_GIVEN REQUEST_
Rewrite the lines below, changing every "integer pixel coordinates" to "whole-number pixel coordinates" and leaving everything else as it is.

[Position annotation records]

>> Begin

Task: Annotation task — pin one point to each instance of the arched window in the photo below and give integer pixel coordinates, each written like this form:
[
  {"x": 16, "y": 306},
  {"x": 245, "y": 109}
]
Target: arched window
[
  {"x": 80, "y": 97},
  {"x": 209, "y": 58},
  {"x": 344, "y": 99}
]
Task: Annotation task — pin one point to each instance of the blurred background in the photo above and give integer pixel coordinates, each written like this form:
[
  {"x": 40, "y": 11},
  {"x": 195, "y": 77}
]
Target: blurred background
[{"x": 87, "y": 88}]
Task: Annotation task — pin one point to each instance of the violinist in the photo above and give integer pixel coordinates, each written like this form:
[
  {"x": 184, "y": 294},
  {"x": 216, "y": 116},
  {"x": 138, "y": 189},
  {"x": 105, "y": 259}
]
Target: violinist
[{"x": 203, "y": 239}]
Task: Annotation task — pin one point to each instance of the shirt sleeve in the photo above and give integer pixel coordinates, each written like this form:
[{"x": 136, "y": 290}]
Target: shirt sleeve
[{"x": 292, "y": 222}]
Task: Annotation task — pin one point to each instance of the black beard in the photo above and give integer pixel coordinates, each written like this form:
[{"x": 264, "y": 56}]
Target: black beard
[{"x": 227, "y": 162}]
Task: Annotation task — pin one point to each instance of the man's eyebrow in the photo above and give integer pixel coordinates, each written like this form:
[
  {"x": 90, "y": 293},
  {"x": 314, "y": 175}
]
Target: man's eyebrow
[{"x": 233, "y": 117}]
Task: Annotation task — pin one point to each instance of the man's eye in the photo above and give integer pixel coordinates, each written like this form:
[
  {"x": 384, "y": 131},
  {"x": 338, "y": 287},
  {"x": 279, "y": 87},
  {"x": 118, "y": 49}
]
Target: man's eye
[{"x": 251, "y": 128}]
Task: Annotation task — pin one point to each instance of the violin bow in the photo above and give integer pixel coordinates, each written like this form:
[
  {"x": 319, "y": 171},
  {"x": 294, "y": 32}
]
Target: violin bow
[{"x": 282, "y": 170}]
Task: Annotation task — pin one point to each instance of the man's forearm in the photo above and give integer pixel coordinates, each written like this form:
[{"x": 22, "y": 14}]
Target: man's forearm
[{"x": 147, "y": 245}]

>> End

_TASK ANSWER_
Task: Annotation task — pin one point to each instance of the arched window in the photo below and give whole-number pixel coordinates, each written like this form:
[
  {"x": 16, "y": 306},
  {"x": 245, "y": 109}
]
Target: arched window
[
  {"x": 80, "y": 97},
  {"x": 209, "y": 58},
  {"x": 344, "y": 99}
]
Task: Annotation task — pin one point to each instance of the blurred background in the photo above and give whole-number pixel coordinates, each written like this form:
[
  {"x": 40, "y": 11},
  {"x": 195, "y": 77}
]
Target: blurred background
[{"x": 87, "y": 88}]
Task: Annotation task — pin one point to each instance of the violinist in the photo above and give whole-number pixel coordinates, each written like this form:
[
  {"x": 184, "y": 294},
  {"x": 216, "y": 116},
  {"x": 138, "y": 189},
  {"x": 105, "y": 259}
]
Target: violinist
[{"x": 203, "y": 239}]
Task: Annotation task — pin one point to each instance of the shirt sleeve in the photo above and give whole-number pixel coordinates, each written like this form:
[{"x": 136, "y": 290}]
Target: shirt sleeve
[{"x": 292, "y": 222}]
Task: Annotation task — pin one point to each instance of the black beard in the photo above and give whole-number pixel coordinates, each written like this form:
[{"x": 264, "y": 56}]
Target: black beard
[{"x": 227, "y": 162}]
Task: Annotation task — pin one point to each instance of the man's eyebrow in the photo above and give whole-number pixel coordinates, each written like this form:
[
  {"x": 90, "y": 293},
  {"x": 314, "y": 175}
]
Target: man's eyebrow
[{"x": 233, "y": 117}]
Task: Annotation task — pin one point to each instance of the man's eye in the photo above and give whole-number pixel coordinates, each written like this form:
[
  {"x": 384, "y": 131},
  {"x": 338, "y": 287},
  {"x": 279, "y": 87},
  {"x": 118, "y": 49}
]
Target: man's eye
[{"x": 251, "y": 128}]
Task: Annotation task — pin one point to each instance of the violin bow in the photo above and give whole-number pixel coordinates, each written like this form:
[
  {"x": 319, "y": 171},
  {"x": 294, "y": 32}
]
Target: violin bow
[{"x": 282, "y": 170}]
Task: Annotation task — pin one point to each instance of the man's forearm in the photo above and give whole-number pixel coordinates, each written like this form:
[{"x": 22, "y": 14}]
Target: man's forearm
[{"x": 147, "y": 245}]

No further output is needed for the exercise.